# Job
Locate the line containing "Where can the log" in the data below. Reproduce it and every following line up to the end, exactly as given.

# Dataset records
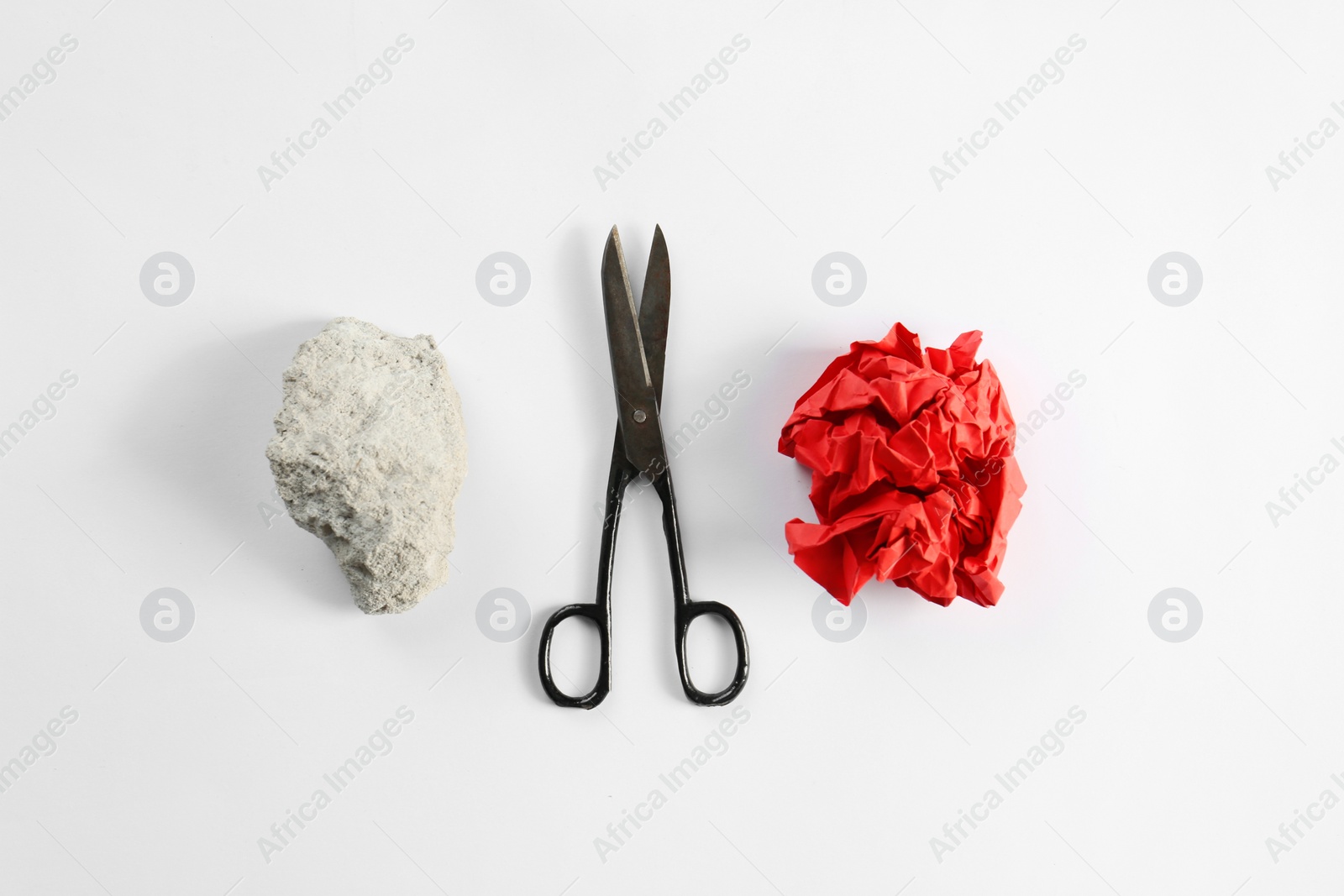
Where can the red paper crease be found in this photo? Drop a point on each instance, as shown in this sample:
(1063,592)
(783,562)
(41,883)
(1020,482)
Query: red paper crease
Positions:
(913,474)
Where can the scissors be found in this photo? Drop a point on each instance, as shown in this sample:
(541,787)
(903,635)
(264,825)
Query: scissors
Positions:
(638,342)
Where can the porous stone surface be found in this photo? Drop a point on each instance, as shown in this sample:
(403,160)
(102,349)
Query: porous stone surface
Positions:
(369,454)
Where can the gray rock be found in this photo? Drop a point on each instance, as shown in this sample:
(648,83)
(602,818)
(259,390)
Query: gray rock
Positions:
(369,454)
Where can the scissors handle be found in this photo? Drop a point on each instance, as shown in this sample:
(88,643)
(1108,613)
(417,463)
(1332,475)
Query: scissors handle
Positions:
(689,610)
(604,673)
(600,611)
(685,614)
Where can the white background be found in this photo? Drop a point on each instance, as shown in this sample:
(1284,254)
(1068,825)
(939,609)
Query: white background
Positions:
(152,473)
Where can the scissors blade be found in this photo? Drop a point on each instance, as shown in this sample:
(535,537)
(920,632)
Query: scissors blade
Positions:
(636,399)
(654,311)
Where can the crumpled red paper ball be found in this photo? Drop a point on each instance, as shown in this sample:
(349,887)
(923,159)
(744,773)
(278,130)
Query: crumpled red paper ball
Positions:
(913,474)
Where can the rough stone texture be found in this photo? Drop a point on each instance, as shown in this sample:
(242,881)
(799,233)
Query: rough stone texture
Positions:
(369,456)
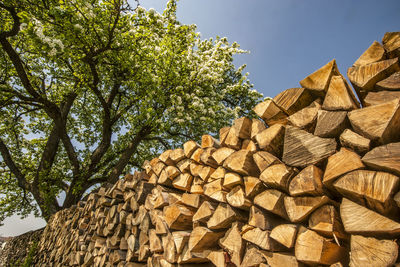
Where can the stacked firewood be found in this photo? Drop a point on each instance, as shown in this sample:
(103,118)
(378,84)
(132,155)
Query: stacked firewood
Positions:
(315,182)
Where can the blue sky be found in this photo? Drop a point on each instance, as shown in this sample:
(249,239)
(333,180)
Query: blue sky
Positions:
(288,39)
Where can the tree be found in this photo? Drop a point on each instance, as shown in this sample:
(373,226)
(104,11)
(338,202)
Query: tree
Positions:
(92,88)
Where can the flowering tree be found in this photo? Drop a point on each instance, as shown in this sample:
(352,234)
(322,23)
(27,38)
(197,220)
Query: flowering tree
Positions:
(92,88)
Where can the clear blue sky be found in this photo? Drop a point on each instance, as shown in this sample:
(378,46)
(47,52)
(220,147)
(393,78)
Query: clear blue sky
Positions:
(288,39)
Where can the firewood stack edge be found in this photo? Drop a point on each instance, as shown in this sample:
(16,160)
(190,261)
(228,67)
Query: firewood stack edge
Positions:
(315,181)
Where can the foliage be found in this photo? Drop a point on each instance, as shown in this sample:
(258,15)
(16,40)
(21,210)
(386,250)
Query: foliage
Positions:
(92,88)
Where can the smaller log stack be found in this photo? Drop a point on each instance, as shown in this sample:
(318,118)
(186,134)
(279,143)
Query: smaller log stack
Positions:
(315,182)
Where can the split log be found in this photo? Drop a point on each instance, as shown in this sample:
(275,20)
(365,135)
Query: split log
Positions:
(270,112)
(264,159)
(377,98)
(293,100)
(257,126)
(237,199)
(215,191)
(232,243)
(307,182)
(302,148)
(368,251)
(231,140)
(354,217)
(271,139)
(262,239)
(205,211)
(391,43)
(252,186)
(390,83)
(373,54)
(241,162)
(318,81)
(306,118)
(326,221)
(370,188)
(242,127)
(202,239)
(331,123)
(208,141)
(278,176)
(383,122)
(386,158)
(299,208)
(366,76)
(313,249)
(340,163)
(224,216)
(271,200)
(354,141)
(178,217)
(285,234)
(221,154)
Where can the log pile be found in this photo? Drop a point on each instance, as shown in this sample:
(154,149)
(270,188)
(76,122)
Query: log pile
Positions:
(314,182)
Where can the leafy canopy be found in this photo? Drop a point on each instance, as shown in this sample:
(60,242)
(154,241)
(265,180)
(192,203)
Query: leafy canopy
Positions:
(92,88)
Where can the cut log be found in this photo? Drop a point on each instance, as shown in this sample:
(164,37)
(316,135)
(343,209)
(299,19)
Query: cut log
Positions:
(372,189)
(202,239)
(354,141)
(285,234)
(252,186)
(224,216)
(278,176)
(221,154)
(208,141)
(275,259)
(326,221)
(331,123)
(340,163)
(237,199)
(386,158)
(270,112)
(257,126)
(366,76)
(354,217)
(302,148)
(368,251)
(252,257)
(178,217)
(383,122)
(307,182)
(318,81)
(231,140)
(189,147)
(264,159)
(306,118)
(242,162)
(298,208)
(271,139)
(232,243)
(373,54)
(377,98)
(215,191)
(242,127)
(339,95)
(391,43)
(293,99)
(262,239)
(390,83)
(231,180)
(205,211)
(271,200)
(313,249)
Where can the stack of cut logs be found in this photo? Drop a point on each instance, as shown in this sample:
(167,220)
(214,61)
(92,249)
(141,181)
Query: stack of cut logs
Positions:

# The result
Where can the log pile be found in this photo? Drop a point on each instance, as shown in this sample:
(154,149)
(270,188)
(76,122)
Query: log pile
Positions:
(314,182)
Where can the leafy canopy be found in this photo? Drop a point on each instance, as shown in this sample:
(60,242)
(154,241)
(265,180)
(192,203)
Query: leafy canopy
Positions:
(92,88)
Where can the cut log be found in this photo? Drop a point on each instance, as shown in this sample:
(164,37)
(316,135)
(343,209)
(299,19)
Query: cut log
Positions:
(372,189)
(202,239)
(354,141)
(285,234)
(252,186)
(224,216)
(278,176)
(221,154)
(208,141)
(275,259)
(326,221)
(331,123)
(340,163)
(237,199)
(386,158)
(270,112)
(257,126)
(366,76)
(354,217)
(302,148)
(368,251)
(252,257)
(178,217)
(383,122)
(307,182)
(318,81)
(231,140)
(189,147)
(264,159)
(306,118)
(242,162)
(298,208)
(271,139)
(232,243)
(373,54)
(377,98)
(215,191)
(242,127)
(339,95)
(391,43)
(293,99)
(262,239)
(390,83)
(231,180)
(205,211)
(271,200)
(313,249)
Where can the stack of cut logs be found in this photo? Drop a point on each instance, as shown in this sample:
(167,220)
(214,61)
(92,249)
(141,181)
Query: stack of cut logs
Positions:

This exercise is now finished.